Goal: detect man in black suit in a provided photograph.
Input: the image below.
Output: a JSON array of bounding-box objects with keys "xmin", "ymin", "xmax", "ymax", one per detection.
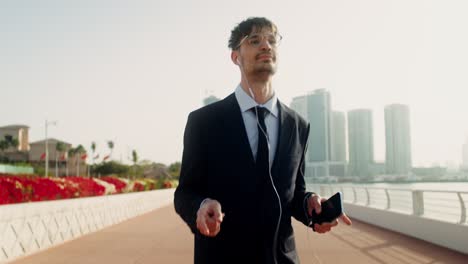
[{"xmin": 174, "ymin": 18, "xmax": 351, "ymax": 264}]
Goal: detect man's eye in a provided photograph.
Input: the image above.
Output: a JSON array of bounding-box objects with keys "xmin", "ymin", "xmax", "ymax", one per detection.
[{"xmin": 249, "ymin": 38, "xmax": 260, "ymax": 45}]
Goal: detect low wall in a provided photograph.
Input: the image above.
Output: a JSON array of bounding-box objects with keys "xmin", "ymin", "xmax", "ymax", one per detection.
[
  {"xmin": 344, "ymin": 203, "xmax": 468, "ymax": 254},
  {"xmin": 0, "ymin": 189, "xmax": 174, "ymax": 263},
  {"xmin": 0, "ymin": 164, "xmax": 34, "ymax": 174}
]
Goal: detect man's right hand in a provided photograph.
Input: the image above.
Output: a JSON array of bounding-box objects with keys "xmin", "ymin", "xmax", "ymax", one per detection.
[{"xmin": 197, "ymin": 199, "xmax": 224, "ymax": 237}]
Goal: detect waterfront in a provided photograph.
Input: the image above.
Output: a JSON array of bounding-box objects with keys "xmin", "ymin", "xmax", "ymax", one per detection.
[{"xmin": 341, "ymin": 181, "xmax": 468, "ymax": 192}]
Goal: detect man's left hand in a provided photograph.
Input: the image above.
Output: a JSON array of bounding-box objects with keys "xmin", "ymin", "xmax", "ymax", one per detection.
[{"xmin": 307, "ymin": 193, "xmax": 352, "ymax": 234}]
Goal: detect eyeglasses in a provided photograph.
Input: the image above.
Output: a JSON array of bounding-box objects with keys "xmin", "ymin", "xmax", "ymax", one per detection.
[{"xmin": 237, "ymin": 33, "xmax": 283, "ymax": 48}]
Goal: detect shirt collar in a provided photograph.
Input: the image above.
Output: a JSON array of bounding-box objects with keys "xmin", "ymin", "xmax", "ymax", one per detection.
[{"xmin": 234, "ymin": 84, "xmax": 278, "ymax": 117}]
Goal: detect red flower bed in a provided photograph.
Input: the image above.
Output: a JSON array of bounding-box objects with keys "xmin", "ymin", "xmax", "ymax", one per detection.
[
  {"xmin": 0, "ymin": 173, "xmax": 174, "ymax": 205},
  {"xmin": 133, "ymin": 182, "xmax": 145, "ymax": 192},
  {"xmin": 64, "ymin": 177, "xmax": 106, "ymax": 197}
]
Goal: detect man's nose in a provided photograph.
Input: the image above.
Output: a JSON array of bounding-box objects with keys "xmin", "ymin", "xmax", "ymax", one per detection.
[{"xmin": 260, "ymin": 38, "xmax": 271, "ymax": 50}]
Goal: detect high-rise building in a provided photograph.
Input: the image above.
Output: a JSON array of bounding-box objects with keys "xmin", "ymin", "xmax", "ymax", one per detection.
[
  {"xmin": 307, "ymin": 89, "xmax": 331, "ymax": 162},
  {"xmin": 385, "ymin": 104, "xmax": 411, "ymax": 175},
  {"xmin": 203, "ymin": 95, "xmax": 219, "ymax": 105},
  {"xmin": 291, "ymin": 89, "xmax": 346, "ymax": 178},
  {"xmin": 290, "ymin": 95, "xmax": 309, "ymax": 120},
  {"xmin": 330, "ymin": 111, "xmax": 346, "ymax": 162},
  {"xmin": 462, "ymin": 138, "xmax": 468, "ymax": 169},
  {"xmin": 348, "ymin": 109, "xmax": 374, "ymax": 179}
]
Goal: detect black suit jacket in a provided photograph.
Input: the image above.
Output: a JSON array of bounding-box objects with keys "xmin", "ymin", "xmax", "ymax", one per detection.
[{"xmin": 174, "ymin": 94, "xmax": 310, "ymax": 264}]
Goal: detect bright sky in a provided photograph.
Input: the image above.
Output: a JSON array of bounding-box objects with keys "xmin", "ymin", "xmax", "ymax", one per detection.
[{"xmin": 0, "ymin": 0, "xmax": 468, "ymax": 165}]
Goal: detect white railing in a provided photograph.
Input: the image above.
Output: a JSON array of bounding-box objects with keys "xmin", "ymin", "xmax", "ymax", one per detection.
[
  {"xmin": 0, "ymin": 189, "xmax": 174, "ymax": 263},
  {"xmin": 307, "ymin": 184, "xmax": 468, "ymax": 224},
  {"xmin": 307, "ymin": 184, "xmax": 468, "ymax": 254}
]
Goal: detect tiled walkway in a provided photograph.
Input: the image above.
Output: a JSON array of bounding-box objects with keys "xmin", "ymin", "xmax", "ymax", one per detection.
[{"xmin": 12, "ymin": 206, "xmax": 468, "ymax": 264}]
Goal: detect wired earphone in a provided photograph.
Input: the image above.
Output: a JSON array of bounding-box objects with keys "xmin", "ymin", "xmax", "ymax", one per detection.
[{"xmin": 236, "ymin": 57, "xmax": 283, "ymax": 263}]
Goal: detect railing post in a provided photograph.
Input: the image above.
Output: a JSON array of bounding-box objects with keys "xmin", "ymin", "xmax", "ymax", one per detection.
[
  {"xmin": 364, "ymin": 188, "xmax": 370, "ymax": 206},
  {"xmin": 385, "ymin": 189, "xmax": 390, "ymax": 210},
  {"xmin": 457, "ymin": 192, "xmax": 466, "ymax": 224},
  {"xmin": 412, "ymin": 190, "xmax": 424, "ymax": 216}
]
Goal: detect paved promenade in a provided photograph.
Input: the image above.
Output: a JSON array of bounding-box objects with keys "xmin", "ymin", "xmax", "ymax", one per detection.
[{"xmin": 12, "ymin": 205, "xmax": 468, "ymax": 264}]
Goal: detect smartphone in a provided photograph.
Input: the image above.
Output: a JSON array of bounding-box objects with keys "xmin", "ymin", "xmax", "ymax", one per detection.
[{"xmin": 311, "ymin": 192, "xmax": 343, "ymax": 224}]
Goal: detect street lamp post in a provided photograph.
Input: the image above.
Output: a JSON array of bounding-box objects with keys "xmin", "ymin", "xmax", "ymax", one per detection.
[{"xmin": 44, "ymin": 120, "xmax": 57, "ymax": 177}]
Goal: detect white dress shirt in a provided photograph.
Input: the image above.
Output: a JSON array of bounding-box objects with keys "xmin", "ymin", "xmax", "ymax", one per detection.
[{"xmin": 234, "ymin": 85, "xmax": 279, "ymax": 166}]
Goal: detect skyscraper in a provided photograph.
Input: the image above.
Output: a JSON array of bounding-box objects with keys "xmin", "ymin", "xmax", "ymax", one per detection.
[
  {"xmin": 385, "ymin": 104, "xmax": 411, "ymax": 175},
  {"xmin": 462, "ymin": 138, "xmax": 468, "ymax": 169},
  {"xmin": 348, "ymin": 109, "xmax": 374, "ymax": 178},
  {"xmin": 203, "ymin": 95, "xmax": 219, "ymax": 105},
  {"xmin": 330, "ymin": 111, "xmax": 346, "ymax": 162},
  {"xmin": 291, "ymin": 89, "xmax": 346, "ymax": 178},
  {"xmin": 307, "ymin": 89, "xmax": 331, "ymax": 162},
  {"xmin": 290, "ymin": 95, "xmax": 309, "ymax": 120}
]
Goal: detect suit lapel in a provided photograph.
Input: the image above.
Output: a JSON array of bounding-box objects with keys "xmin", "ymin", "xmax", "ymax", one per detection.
[
  {"xmin": 272, "ymin": 101, "xmax": 296, "ymax": 174},
  {"xmin": 225, "ymin": 93, "xmax": 255, "ymax": 166}
]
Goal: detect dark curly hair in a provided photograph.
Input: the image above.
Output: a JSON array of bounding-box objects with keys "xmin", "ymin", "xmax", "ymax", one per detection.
[{"xmin": 228, "ymin": 17, "xmax": 278, "ymax": 50}]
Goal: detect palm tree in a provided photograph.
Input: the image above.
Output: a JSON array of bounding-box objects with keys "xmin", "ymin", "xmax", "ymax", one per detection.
[
  {"xmin": 0, "ymin": 135, "xmax": 19, "ymax": 163},
  {"xmin": 55, "ymin": 141, "xmax": 65, "ymax": 177},
  {"xmin": 0, "ymin": 140, "xmax": 8, "ymax": 161},
  {"xmin": 5, "ymin": 135, "xmax": 19, "ymax": 151},
  {"xmin": 88, "ymin": 141, "xmax": 96, "ymax": 177},
  {"xmin": 75, "ymin": 144, "xmax": 86, "ymax": 176},
  {"xmin": 107, "ymin": 140, "xmax": 114, "ymax": 158},
  {"xmin": 67, "ymin": 148, "xmax": 76, "ymax": 176}
]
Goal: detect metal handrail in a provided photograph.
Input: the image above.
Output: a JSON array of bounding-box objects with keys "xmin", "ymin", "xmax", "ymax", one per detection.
[{"xmin": 308, "ymin": 184, "xmax": 468, "ymax": 224}]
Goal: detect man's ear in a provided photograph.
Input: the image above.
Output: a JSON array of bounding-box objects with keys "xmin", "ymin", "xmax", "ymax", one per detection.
[{"xmin": 231, "ymin": 50, "xmax": 240, "ymax": 66}]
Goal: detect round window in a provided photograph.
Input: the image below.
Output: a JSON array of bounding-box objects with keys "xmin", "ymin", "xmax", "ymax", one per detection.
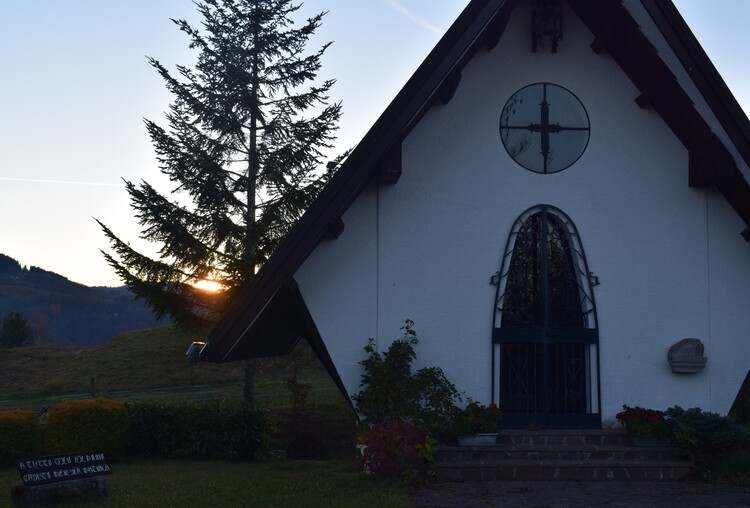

● GIVEN REQUEST
Return each line of the records above that contains the string "railing", copied in full.

● REPLY
Goal: detect white railing in a provided photograph.
Goal: detect railing post in a provided photograph.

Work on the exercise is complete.